**Material for this task:**
▼

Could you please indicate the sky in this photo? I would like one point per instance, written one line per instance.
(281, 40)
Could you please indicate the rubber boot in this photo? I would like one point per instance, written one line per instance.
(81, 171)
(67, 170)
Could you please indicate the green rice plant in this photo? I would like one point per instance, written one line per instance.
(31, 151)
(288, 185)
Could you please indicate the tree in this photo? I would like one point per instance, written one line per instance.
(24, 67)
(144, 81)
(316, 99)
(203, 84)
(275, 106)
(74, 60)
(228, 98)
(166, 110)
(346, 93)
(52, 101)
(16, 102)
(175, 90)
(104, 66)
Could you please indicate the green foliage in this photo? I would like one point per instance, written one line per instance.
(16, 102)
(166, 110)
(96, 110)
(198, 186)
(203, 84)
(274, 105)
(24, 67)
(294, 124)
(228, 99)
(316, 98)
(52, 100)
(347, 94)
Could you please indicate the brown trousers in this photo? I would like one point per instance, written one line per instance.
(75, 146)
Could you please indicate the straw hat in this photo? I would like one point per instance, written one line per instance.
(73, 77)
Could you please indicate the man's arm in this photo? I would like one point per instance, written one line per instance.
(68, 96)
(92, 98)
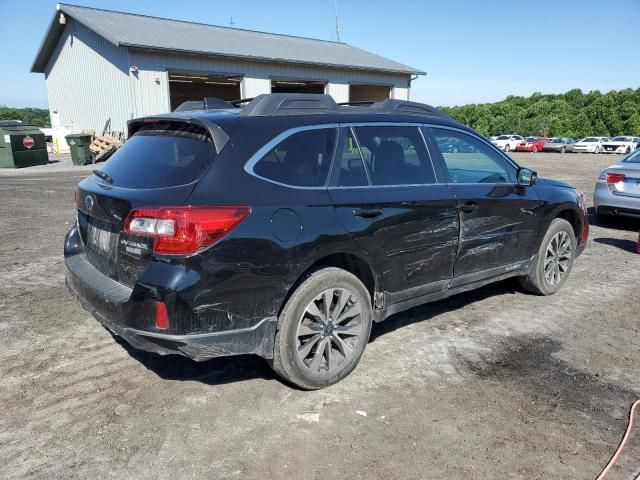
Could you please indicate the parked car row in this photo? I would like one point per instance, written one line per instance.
(621, 144)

▲

**Written task:** Rewrite all of the data above as a numbered list, one line per item, leaving out blank lines and the pictures.

**Exercise response:**
1. Could you please indicate the sky in this photo? I would like one point per instance, written one line per instance.
2. (281, 40)
3. Could you please indicate the rubber boot in this photo? I would like one point per instance, written one line per instance.
4. (81, 171)
5. (67, 170)
6. Could you please indicate the green rice plant in this photo? I would like one point per instance, written one line per instance.
7. (31, 151)
8. (288, 185)
9. Could you please indicate the tree in this photo? I would like one point per instance, written one line per instance.
10. (24, 67)
11. (144, 81)
12. (316, 99)
13. (203, 84)
14. (275, 106)
15. (74, 60)
16. (228, 98)
17. (166, 110)
18. (346, 93)
19. (52, 101)
20. (16, 102)
21. (175, 90)
22. (104, 66)
23. Could you please indicate the green foliage in this photo? I would like one point per instance, written one line per instance.
24. (16, 102)
25. (166, 110)
26. (96, 110)
27. (198, 186)
28. (203, 84)
29. (274, 105)
30. (24, 67)
31. (294, 124)
32. (228, 99)
33. (316, 98)
34. (52, 100)
35. (347, 94)
36. Could you please indicate the brown trousers in this photo? I would like one point per instance, written one line per instance.
37. (75, 146)
38. Could you please indicate the straw hat in this photo? I would like one point per instance, written one line per instance.
39. (73, 77)
40. Could you please indicate the man's arm in this photo? I would like one point per instance, written one line per instance.
41. (68, 96)
42. (92, 98)
43. Could you please indicate the parked car row in this photo? I would like one point per instance, written one line per instance.
44. (621, 144)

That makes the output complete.